> [THE PROBLEM]:
Please copy everything in the researcher profiles from "Tracy Stokol, B.V.Sc, PhD" down to "to clinical pathology.", word for word.

> [EXCERPT PROVIDED]:

□ □ □ □ □ □ □

Dr. Eric Ledbetter is an associate professor of Ophthalmology at the Cornell University College of Veterinary Medicine and a Diplomate of the American College of Veterinary Ophthalmologists. Ledbetter’s research program focuses on ocular infectious diseases and non-invasive techniques for imaging the front of the eye – the cornea, iris, ciliary body, and lens – in dogs. Ledbetter is particularly interested in the causes of canine infectious keratitis, a condition in which the cornea becomes inflamed due to the presence of bacteria, viruses, fungi or parasites. He has studied eye diseases caused by canine herpesvirus-1, interactions between a dog’s body and this virus, mechanisms of latent virus reactivation, and novel treatment strategies for ocular canine herpesvirus-1 infections.
Vicki Meyers-Wallen, VMD, PhD, DACT
Dr. Vicki Meyers-Wallen is a member of the faculty at the Baker Institute for Animal Health, a unit of Cornell’s College of Veterinary Medicine. A geneticist and specialist in veterinary reproductive disorders, Meyers-Wallen is working to identify the genetic causes behind inherited disorders of sexual development, or DSDs, conditions that impair the normal development of reproductive organs in animals and humans alike. The aim of these studies is to prevent production of affected dogs and the adverse health consequences that accompany these disorders. Meyers-Wallen characterized the anatomy of persistent Mullerian duct syndrome (PMDS), a DSD that has now been reported worldwide in miniature schnauzers. Working with collaborators who study PMDS in humans, the DNA mutation responsible for the condition in dogs was identified, and Meyers-Wallen’s lab developed a DNA test that is now available to help eliminate the mutation from this breed. Currently, Meyers-Wallen is working to solve the riddle of a condition known as XX DSD, which has been described in 28 different dog breeds. Once she has identified the mutation responsible for XX DSD, a test can be developed to identify dogs that carry the mutation and prevent production of affected dogs.
Kenneth Simpson, BVM&S, PhD
Dr. Kenneth Simpson’s research is focused on interactions between animals and the bacteria that line the gastrointestinal tract. His particular focus is on the role of the ulcer-causing bacterium Helicobacter in gastrointestinal and liver inflammation, and on the impact the bacteria in the gut have on inflammatory bowel disease.
Tracy Stokol, B.V.Sc, PhD
A veterinary clinical pathologist, Dr. Tracy Stokol’s research focuses on diseases that involve blood coagulation. Her studies include investigations of the process by which cancer spreads from one part of the body to another (called metastasis) and the formation of blood clots within the circulatory system (thrombosis). Stokol is also an educator who instructs veterinary students, interns, and residents about topics related to clinical pathology.
Dr. Alex Travis explores a diverse set of subjects in his research, ranging from technologies based on the very smallest biological machines to inquiries in wildlife conservation and sustainability at the landscape scale. Travis is a member of the faculty at the Baker Institute for Animal Health, a unit of Cornell’s College of Veterinary Medicine, where much of his work focuses on reproduction and the function and preservation of sperm. His laboratory is actively studying other reproductive technologies in dogs, including in vitro fertilization and the regulation of reproductive cycling in the dog. The Travis lab was the first group in the Western Hemisphere to successfully perform embryo transfer using a frozen dog embryo and the first in the world to successfully perform spermatogonial stem cell transplantation in a dog.

□ □ □ □ □ □ □

> [EXERCISE DATA]:

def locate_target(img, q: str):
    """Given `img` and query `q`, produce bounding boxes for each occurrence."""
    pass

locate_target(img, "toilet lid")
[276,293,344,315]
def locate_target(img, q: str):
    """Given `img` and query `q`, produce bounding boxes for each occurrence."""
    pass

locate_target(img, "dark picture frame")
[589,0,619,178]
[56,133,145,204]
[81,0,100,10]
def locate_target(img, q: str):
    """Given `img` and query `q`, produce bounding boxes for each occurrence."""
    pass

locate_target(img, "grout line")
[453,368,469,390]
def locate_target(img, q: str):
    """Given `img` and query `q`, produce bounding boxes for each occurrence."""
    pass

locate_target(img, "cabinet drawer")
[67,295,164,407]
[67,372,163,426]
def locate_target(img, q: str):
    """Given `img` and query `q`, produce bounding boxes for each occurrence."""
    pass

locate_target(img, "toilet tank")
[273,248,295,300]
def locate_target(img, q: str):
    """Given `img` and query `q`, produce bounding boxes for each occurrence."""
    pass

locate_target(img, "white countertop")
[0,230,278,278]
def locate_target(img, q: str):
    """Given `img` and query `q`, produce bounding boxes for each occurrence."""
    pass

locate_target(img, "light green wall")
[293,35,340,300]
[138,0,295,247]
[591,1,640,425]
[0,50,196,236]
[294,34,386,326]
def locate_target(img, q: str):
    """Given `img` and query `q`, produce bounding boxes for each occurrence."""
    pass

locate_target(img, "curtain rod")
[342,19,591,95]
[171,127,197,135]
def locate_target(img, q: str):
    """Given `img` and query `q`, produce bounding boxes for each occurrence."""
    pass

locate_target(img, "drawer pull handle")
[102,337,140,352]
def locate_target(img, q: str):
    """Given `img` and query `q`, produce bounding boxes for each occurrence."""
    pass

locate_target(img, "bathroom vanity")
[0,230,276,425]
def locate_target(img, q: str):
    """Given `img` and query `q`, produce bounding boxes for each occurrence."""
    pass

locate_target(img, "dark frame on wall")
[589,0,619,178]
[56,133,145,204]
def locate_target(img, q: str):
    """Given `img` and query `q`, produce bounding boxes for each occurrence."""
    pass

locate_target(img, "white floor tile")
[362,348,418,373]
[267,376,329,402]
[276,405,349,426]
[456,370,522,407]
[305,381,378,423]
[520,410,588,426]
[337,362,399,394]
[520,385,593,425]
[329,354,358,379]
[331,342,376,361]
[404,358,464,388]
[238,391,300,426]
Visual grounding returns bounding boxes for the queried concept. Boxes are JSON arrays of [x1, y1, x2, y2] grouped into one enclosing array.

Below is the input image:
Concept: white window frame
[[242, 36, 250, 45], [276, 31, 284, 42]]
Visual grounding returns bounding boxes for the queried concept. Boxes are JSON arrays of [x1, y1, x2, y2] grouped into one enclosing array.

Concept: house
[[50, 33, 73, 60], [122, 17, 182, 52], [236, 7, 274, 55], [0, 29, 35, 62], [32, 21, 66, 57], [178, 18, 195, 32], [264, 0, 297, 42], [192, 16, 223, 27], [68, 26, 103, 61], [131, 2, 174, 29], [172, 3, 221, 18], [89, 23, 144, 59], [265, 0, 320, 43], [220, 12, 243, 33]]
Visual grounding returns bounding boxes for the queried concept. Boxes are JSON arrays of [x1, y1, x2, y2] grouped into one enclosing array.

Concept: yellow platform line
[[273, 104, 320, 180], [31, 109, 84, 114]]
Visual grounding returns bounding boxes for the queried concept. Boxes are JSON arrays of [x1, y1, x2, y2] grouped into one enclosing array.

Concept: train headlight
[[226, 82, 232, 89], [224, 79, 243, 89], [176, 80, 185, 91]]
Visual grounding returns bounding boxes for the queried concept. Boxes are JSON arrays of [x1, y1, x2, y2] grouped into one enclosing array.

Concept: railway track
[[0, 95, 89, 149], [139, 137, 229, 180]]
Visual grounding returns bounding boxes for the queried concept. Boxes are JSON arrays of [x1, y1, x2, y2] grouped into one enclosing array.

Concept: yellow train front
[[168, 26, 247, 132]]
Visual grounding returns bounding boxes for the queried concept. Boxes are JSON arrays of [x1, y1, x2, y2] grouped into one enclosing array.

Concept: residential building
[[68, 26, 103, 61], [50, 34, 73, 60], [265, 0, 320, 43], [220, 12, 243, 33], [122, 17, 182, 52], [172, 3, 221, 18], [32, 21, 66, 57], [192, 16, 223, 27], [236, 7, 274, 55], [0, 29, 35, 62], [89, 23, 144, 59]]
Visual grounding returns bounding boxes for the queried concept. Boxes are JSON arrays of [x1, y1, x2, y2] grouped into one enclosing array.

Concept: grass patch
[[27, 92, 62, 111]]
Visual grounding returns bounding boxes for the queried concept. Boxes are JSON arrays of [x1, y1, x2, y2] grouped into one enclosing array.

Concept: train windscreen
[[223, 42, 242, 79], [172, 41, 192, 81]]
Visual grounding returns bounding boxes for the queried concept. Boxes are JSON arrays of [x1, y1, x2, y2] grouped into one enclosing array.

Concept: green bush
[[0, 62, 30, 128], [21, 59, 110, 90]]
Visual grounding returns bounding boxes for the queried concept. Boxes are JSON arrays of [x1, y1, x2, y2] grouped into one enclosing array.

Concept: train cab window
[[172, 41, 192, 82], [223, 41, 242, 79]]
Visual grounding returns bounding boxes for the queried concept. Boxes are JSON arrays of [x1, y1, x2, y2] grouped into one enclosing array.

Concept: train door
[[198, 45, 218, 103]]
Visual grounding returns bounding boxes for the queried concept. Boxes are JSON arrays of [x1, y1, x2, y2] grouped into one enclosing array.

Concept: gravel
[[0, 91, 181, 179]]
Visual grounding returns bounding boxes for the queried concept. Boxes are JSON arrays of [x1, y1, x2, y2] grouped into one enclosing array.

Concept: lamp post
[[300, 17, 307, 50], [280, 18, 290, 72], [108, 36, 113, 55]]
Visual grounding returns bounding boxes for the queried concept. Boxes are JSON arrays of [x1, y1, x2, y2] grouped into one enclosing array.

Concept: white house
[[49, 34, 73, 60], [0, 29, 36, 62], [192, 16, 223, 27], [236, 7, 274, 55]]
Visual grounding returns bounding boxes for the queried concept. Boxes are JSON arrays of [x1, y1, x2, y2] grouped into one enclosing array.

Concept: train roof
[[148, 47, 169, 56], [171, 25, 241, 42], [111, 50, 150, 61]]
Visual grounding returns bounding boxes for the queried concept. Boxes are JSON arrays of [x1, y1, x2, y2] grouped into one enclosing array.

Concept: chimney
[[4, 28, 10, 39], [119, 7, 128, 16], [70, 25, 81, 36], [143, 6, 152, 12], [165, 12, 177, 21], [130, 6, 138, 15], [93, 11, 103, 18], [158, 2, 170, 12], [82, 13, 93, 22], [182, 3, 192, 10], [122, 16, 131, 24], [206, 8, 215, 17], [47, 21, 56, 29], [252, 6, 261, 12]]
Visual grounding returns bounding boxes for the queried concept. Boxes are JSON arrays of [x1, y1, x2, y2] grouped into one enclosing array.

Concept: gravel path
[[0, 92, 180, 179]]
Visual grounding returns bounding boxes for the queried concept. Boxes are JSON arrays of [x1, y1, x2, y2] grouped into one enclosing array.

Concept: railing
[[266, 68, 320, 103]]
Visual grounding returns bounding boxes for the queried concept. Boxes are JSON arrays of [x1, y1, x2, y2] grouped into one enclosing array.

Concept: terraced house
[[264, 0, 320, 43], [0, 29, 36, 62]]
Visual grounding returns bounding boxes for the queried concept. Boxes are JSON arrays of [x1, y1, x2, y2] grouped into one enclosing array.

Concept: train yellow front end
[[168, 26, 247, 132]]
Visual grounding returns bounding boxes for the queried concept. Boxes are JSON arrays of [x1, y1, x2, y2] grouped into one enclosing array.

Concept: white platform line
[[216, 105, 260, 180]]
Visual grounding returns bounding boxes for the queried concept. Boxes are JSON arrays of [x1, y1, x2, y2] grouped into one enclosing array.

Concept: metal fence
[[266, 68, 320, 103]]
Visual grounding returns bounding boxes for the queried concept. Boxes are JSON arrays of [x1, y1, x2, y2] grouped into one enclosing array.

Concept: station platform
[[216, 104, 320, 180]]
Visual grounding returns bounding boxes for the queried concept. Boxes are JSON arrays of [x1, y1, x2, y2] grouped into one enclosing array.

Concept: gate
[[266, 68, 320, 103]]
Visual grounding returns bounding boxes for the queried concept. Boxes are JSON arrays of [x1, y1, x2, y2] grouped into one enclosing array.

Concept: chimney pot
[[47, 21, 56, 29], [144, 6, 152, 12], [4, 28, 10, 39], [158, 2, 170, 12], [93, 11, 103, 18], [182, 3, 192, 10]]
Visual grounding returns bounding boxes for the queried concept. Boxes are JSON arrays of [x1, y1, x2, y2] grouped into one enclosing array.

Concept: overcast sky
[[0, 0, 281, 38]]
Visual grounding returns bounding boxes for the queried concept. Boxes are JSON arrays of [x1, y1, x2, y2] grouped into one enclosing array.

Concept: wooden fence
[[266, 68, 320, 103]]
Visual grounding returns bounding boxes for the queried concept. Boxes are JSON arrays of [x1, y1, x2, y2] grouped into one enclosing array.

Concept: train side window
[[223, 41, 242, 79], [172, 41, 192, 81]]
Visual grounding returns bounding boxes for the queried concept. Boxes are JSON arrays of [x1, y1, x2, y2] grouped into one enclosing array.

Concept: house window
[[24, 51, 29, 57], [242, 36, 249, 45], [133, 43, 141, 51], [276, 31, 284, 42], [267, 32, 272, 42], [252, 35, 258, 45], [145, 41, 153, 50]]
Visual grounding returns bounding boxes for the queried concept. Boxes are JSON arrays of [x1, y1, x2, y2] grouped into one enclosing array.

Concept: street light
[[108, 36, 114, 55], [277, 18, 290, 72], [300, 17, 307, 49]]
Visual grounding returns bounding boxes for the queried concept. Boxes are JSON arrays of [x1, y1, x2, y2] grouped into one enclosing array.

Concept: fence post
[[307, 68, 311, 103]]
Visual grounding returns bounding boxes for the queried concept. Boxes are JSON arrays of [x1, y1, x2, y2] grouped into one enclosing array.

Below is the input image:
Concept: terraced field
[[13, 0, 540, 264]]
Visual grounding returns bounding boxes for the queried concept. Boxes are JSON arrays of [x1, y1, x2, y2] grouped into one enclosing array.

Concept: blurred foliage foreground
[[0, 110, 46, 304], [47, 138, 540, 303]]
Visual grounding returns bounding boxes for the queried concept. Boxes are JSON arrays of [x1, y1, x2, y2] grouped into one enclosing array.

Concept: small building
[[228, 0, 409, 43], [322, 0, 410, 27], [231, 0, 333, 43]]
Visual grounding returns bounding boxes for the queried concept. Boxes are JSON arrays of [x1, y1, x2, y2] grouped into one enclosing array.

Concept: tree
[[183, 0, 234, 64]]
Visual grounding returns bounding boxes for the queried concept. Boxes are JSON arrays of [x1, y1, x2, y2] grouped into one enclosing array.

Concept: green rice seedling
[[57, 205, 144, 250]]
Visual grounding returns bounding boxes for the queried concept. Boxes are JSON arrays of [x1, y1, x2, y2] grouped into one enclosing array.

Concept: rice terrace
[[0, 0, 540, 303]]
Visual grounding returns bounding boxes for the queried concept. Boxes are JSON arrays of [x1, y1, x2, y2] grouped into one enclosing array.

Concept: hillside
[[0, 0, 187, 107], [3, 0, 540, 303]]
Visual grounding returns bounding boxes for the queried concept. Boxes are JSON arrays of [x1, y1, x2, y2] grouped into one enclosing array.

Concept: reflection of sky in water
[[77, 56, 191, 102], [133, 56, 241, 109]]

□ □ □ □ □ □ □

> [ANSWER SPACE]:
Tracy Stokol, B.V.Sc, PhD
A veterinary clinical pathologist, Dr. Tracy Stokol’s research focuses on diseases that involve blood coagulation. Her studies include investigations of the process by which cancer spreads from one part of the body to another (called metastasis) and the formation of blood clots within the circulatory system (thrombosis). Stokol is also an educator who instructs veterinary students, interns, and residents about topics related to clinical pathology.